§ TUJUAN A:
Tentukan apakah tiap pernyataan berikut sesuai dengan teks tentang ukhti yang menjauh, lalu jawab ya atau tidak beserta kutipan kata-kata teks yang menentukan. (i) Penulis bertanya kepada ukhti lain setelah gilirannya sendiri untuk mendekati ukhti itu selesai. (ii) Mereka menduga ukhti itu sedang ada masalah di rumah atau dengan anggota keluarganya. (iii) Mereka memilih cara yang frontal untuk mendekatinya.
§ TUJUAN B:
Lanjutkan teks tentang ukhti yang menjauh, dimulai sesudah kalimat terakhirnya.

§ KUTIPAN PILIHAN:
************

Minggu, 27 November 2011

Bisakah Kau Berhenti Bertanya “Kenapa?”



Pada masa yang lampau, pernah salah seorang ukhti tiba-tiba menjauh dari kami. Saat itu, kami menduga-duga bahwa beliau sedang ada masalah di rumah atau dengan anggota keluarganya. Hal ini membuatnya lebih sering diam dan tidak bergabung seperti biasanya. Maka, kami pun mulai bertanya-tanya; ada apa gerangan? Satu per satu kami berusaha untuk mendekatinya. Mencoba membuat pergerakan sehalus mungkin, mengingat ia sepertinya akan menjadi sensitif jika kami melakukan sesuatu yang frontal terhadapnya. Maka layaknya cara memperlakukan seseorang yang mungkin membutuhkan bantuan, kami mulai sedikit demi sedikit berusaha mendekatinya secara personal. Nah, pada saat giliran saya belum tiba, saya mencoba bertanya pada seorang ukhti yang sudah lebih dahulu mencoba ‘mengorek’ inti permasalahannya, dan saat itulah, ukhti tersebut memberitahukan kepada saya informasi yang ia dapatkan.

“ Saya sudah berusaha mendekatinya, lalu bertanya padanya, ukh...Tapi beliau justru mengatakan kepada saya; Bisakah kau berhenti bertanya ‘kenapa?’” ucap ukhti tersebut dengan nada suara yang sulit untuk dijelaskan. Saya tertegun.

Bisakah Kau berhenti bertanya ‘kenapa?’.

************

§ MATERI TERSIMPAN:
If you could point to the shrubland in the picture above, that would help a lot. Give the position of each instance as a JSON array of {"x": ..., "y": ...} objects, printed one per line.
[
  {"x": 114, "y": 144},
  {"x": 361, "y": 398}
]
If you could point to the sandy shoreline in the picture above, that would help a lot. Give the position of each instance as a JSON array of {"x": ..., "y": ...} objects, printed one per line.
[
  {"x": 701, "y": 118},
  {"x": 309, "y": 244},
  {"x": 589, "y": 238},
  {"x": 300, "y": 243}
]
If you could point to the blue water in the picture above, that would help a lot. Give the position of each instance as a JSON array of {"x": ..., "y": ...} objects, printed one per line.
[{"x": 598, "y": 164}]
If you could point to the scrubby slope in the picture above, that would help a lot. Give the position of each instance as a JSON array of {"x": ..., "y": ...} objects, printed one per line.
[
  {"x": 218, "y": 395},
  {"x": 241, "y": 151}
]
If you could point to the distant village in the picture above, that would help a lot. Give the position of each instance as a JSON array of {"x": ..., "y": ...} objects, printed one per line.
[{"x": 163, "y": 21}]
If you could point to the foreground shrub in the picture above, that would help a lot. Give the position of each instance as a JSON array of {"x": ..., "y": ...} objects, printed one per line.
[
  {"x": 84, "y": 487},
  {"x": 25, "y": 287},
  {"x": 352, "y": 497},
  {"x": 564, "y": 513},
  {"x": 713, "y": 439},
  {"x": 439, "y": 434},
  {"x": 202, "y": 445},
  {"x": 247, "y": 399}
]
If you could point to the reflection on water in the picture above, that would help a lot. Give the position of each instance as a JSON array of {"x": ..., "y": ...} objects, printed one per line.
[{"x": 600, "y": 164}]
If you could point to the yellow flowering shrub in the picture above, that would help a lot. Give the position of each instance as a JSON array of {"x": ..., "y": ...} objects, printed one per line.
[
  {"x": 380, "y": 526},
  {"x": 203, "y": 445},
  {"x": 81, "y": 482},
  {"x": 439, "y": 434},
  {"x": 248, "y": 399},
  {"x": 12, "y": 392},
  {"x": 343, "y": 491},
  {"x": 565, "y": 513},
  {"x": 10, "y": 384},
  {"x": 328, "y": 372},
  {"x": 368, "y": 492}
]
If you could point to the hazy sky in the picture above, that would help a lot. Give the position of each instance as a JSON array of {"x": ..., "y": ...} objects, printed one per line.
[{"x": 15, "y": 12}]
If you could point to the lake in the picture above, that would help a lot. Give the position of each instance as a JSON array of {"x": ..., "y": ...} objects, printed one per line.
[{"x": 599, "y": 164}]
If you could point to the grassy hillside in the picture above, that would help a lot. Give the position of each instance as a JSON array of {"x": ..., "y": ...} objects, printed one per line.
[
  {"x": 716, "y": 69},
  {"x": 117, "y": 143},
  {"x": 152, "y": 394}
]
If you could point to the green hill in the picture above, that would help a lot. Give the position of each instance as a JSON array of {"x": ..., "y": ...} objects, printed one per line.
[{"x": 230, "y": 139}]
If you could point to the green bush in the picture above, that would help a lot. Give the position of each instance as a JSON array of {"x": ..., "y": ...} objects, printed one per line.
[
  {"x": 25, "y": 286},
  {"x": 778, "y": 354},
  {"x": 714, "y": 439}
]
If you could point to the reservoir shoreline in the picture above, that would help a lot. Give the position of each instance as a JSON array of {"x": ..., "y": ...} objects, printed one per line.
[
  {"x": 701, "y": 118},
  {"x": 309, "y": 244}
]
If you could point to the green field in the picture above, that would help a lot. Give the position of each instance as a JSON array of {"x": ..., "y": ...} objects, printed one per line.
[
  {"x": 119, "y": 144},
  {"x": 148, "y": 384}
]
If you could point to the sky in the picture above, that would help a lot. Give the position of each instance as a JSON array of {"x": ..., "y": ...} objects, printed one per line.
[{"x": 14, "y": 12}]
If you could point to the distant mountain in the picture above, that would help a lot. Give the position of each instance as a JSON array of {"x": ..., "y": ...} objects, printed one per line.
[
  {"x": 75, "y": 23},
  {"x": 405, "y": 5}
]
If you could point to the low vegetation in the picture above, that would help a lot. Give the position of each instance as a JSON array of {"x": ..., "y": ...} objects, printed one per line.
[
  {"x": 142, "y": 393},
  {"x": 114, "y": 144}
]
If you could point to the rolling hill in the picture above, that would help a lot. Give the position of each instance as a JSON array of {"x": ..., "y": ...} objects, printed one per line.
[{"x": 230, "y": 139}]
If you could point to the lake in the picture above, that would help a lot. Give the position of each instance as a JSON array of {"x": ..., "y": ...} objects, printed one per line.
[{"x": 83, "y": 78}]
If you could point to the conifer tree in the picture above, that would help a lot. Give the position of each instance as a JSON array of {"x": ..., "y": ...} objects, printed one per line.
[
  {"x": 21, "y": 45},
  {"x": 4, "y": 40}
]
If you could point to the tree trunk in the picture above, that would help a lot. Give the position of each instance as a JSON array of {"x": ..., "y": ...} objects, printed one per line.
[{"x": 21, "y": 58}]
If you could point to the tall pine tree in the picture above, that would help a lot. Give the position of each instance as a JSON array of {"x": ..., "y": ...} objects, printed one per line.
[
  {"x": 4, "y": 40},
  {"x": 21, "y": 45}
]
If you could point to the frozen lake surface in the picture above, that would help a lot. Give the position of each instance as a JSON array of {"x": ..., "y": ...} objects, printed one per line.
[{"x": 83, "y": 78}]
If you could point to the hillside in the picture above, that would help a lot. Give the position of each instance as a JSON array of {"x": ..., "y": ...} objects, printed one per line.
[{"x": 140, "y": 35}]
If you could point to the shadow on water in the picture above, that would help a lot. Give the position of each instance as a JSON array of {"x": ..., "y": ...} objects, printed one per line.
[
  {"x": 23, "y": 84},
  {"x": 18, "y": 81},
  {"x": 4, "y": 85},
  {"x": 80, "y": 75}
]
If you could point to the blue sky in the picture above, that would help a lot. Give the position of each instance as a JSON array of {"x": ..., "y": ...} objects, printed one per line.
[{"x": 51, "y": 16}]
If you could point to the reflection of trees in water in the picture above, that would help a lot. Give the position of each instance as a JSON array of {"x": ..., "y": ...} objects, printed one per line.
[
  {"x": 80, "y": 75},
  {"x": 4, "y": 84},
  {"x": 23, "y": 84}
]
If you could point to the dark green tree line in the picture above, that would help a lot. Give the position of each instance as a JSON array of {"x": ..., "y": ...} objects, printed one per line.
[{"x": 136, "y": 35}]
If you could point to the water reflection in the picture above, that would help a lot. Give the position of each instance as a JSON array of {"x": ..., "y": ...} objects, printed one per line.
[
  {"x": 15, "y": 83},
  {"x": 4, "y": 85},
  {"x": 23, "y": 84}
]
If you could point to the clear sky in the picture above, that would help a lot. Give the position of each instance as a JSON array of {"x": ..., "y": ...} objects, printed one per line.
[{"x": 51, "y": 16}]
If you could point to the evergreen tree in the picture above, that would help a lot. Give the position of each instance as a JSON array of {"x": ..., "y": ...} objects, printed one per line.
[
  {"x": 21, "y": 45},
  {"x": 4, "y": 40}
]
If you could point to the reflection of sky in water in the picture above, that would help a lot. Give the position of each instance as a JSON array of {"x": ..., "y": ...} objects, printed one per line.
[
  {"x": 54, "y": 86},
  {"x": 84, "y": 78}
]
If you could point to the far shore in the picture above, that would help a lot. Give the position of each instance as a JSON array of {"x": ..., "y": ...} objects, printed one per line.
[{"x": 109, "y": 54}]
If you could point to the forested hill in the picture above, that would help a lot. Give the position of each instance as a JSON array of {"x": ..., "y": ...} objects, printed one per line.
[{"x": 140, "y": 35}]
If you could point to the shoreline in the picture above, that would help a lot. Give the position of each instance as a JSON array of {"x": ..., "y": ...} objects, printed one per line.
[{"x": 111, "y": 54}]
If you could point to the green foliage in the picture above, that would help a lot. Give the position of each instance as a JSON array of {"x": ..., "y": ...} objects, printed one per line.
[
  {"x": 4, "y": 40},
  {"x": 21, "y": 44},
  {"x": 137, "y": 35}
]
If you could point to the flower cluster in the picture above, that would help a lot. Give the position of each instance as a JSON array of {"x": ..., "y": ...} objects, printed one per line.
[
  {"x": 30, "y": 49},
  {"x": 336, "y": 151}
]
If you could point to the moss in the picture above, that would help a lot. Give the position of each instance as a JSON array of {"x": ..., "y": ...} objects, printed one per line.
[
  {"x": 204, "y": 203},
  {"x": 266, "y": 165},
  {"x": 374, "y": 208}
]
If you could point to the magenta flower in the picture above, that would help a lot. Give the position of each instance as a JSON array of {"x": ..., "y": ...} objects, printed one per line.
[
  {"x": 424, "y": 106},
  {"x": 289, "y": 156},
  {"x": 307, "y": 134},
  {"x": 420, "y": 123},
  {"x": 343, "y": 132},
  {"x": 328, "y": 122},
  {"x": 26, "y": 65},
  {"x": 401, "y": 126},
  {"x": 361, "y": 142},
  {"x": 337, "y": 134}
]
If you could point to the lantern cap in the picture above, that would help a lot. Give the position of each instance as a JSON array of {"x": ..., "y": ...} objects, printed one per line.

************

§ JAWABAN YANG DIHARAPKAN A:
(i) Tidak: "pada saat giliran saya belum tiba, saya mencoba bertanya pada seorang ukhti"
(ii) Ya: "kami menduga-duga bahwa beliau sedang ada masalah di rumah atau dengan anggota keluarganya"
(iii) Tidak: "Mencoba membuat pergerakan sehalus mungkin"

§ JAWABAN YANG DIHARAPKAN B:
Ya, kalimat itu selalu terngiang di telinga saya meski sudah bertahun lamanya ia berlalu. Dari sana saya belajar bahwa terkadang, tidak semua hal membutuhkan penjelasan atau pun membutuhkan alasan. Bahkan, sekalipun ia memiliki alasan, maka tidak semuanya pantas untuk kita ketahuai atau kita campuri. Saya kadang berspekulasi, bahwa (mungkin) semua orang di dunia ini memiliki suatu rahasia yang hanya ia dan Tuhan yang tahu. Suatu rahasia yang akan ia bawa hingga ke liang lahat, hingga ke pejaman matanya yang paling akhir. Dan untuk itu, tidak seorang pun berhak untuk memaksa orang lain agar menceritakan hal tersebut.

Dari sana saya juga belajar, tentang betapa pentingnya memahami seseorang. Memahami yang setingkat lebih tinggi dari sekadar mengenal. Menjengkelkan rasanya jika ada seseorang yang merasa ‘telah mengenal’ orang lain –bahkan yang sangat dekat dengannya sekalipun, hingga kemudian merasa dapat benar-benar mengerti perasaannya, hingga kemudian merasa berhak untuk ikut menentukan pilihan hidupnya, apalagi yang sampai merasa berhak memberikan judge terhadap ini dan itu.

Perkataan seperti; Kalau orang lain bisa, kenapa kamu tidak bisa? Mungkin kerap kali menjadi motivasi dosis tinggi yang membuat kita terus berusaha untuk berhasil melakukan banyak hal. Namun, perkataan tersebut (setidaknya menurut saya) justru menjadi menafikan persetujuan kita bahwa tiap manusia itu memiliki keunikan masing-masing, konsekuensinya adalah: tiap orang punya kebisaannya sendiri-sendiri yang tentunya akan sangat tidak adil jika harus dibandingkan dengan kebisaan orang lain.

Atas sesuatu yang tidak dapat saya lakukan, seseorang pernah melontarkan hal demikian pada saya; Kalau dia bisa, lalu kenapa kamu tidak bisa? Saya hanya tersenyum kecut dan dalam hati berujar; Mungkin, karena ada juga sesuatu yang saya bisa dan orang itu tidak bisa...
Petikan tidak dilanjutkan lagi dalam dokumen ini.